→ TEXT PASSAGE:

···

Clipper card vending machines at the Pleasant Hill/Contra Costa Centre BART (Bay Area rapid Transit) station at 1365 Treat Boulevard in Walnut Creek, Calif. on March 5, 2021. (Samantha Laurey/Bay City News)

The Bay Area’s transportation coordination and financing agency plans to allocate roughly $85 million to 22 of the region’s transit agencies in support of more than two dozen projects intended to make public transit more efficient to use.

The funding will support the implementation of the Metropolitan Transportation Commission’s Transit Transformation Action Plan, a 27-point project developed in 2020 by the MTC’s Blue Ribbon Transit Recovery Task Force.

Once complete, the plan would unify wayfinding, mapping and fare systems across the region’s public transit agencies while also making them easier to access for older adults, people with disabilities and low-income residents.

“One of the big takeaways from the Blue Ribbon Transit Recovery Task Force convened early in the COVID-19 pandemic is the urgency of making Bay Area transit simpler and more seamless,” MTC Chair and Napa County Supervisor Alfredo Pedroza said earlier this year.

Under the anticipated funding allocation plan, BART would receive the most of any transit agency in the region at nearly $31 million. The San Francisco Municipal Transportation Agency would receive nearly $27 million.

Most other transit agencies across the nine-county Bay Area would receive six-figure funding amounts to implement parts of the Transit Transformation Action Plan.

···

→ GIVEN RECORDS:
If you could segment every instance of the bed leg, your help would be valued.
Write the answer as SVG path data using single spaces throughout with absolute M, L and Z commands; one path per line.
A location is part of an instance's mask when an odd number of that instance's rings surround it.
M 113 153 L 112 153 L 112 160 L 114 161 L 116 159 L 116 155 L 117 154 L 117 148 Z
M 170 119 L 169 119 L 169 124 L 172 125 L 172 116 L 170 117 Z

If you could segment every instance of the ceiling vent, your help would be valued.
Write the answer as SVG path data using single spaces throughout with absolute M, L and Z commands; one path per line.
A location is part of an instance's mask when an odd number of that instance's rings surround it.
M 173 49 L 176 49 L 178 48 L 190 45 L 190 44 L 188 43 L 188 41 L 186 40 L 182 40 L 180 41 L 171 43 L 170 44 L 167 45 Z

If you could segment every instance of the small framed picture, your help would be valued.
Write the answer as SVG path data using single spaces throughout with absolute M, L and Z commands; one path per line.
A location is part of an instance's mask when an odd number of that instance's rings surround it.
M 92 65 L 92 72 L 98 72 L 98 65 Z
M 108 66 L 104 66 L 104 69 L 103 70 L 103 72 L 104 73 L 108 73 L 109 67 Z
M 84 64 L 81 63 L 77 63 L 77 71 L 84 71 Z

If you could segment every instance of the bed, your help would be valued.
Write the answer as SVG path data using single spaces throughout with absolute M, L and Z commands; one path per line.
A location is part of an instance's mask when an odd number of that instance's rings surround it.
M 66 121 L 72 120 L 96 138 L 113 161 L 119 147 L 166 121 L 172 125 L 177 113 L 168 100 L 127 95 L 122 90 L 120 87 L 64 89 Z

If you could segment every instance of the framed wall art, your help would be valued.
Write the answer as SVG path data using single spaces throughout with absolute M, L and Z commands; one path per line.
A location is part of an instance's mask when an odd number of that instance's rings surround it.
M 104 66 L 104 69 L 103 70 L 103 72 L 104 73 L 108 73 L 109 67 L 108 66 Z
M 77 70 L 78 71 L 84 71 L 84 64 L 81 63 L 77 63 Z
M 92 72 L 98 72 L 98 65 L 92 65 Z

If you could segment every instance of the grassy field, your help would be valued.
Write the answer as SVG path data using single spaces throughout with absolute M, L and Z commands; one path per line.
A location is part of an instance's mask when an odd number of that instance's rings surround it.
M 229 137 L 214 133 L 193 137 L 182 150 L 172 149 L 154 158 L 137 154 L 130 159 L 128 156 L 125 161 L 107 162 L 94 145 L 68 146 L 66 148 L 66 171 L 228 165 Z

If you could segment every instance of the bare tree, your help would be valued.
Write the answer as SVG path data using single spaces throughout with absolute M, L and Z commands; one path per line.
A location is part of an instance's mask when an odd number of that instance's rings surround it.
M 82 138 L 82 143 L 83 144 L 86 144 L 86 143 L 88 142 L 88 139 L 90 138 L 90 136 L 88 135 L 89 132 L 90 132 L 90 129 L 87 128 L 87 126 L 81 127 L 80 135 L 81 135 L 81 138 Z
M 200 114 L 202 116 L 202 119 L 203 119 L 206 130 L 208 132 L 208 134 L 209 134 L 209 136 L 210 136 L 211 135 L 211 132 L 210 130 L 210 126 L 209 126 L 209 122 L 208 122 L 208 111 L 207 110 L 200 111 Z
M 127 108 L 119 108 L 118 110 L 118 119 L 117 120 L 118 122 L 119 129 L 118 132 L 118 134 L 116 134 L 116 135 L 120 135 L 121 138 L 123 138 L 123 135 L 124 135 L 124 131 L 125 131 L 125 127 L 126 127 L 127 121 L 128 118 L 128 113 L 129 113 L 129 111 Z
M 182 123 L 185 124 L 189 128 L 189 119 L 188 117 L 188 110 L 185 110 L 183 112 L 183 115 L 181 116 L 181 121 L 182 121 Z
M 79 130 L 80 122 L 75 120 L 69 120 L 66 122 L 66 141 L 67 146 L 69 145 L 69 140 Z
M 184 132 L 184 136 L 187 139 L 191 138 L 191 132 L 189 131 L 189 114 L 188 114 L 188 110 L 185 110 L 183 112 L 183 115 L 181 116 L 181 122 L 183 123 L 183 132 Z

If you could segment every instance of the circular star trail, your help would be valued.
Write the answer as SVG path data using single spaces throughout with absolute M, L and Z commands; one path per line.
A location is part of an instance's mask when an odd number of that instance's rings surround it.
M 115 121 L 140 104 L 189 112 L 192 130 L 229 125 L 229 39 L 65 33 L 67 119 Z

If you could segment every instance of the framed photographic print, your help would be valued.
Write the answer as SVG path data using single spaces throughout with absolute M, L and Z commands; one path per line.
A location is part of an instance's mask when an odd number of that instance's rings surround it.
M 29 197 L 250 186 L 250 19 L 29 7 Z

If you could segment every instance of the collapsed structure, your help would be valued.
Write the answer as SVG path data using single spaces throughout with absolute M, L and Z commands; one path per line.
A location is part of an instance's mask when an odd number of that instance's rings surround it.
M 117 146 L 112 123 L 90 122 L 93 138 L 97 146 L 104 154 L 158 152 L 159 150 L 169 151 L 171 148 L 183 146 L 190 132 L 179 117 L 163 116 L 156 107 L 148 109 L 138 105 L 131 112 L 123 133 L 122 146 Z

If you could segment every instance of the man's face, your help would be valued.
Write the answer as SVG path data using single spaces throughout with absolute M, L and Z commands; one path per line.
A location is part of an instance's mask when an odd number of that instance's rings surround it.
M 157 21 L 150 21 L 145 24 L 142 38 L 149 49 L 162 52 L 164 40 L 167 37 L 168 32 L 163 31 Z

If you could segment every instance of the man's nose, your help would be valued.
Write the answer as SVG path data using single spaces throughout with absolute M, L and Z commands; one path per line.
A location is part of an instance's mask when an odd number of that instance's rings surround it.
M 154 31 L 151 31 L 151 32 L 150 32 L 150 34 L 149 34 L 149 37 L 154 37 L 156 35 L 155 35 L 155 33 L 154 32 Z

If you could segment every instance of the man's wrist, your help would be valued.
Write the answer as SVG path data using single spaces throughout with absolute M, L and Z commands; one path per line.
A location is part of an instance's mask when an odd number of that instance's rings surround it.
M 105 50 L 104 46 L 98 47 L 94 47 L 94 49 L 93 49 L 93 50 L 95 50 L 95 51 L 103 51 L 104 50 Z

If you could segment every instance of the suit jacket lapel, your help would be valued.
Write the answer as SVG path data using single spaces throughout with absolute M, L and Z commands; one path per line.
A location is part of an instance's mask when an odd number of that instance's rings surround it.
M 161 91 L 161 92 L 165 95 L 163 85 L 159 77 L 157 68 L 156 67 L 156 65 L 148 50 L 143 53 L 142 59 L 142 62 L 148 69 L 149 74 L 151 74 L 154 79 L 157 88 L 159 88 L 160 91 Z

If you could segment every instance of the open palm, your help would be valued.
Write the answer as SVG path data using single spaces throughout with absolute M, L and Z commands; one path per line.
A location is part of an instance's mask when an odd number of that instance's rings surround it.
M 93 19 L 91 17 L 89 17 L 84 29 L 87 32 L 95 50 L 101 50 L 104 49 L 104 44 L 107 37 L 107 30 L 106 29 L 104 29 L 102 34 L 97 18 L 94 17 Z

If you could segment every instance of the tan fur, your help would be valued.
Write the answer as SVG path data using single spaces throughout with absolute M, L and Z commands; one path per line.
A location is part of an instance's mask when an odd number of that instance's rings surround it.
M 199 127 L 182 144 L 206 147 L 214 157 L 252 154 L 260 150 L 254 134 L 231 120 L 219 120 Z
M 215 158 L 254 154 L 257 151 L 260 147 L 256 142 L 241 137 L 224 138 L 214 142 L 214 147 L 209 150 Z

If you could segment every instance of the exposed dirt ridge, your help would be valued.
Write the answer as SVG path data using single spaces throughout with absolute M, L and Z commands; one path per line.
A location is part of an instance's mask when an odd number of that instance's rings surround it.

···

→ WHAT YOU WILL DO:
A. In the transit funding article, shorten the paragraph that begins "Under the anticipated funding allocation plan" and keep its main facts.
B. From the transit funding article, pull out word for word the part that opens with the words containing "Once complete, the" and closes with "and low-income residents.".
The data has nothing to do with this work.

→ EXERCISE SOLUTIONS:
A. BART would get the largest share, nearly $31 million, followed by the San Francisco Municipal Transportation Agency at nearly $27 million.

B.
Once complete, the plan would unify wayfinding, mapping and fare systems across the region’s public transit agencies while also making them easier to access for older adults, people with disabilities and low-income residents.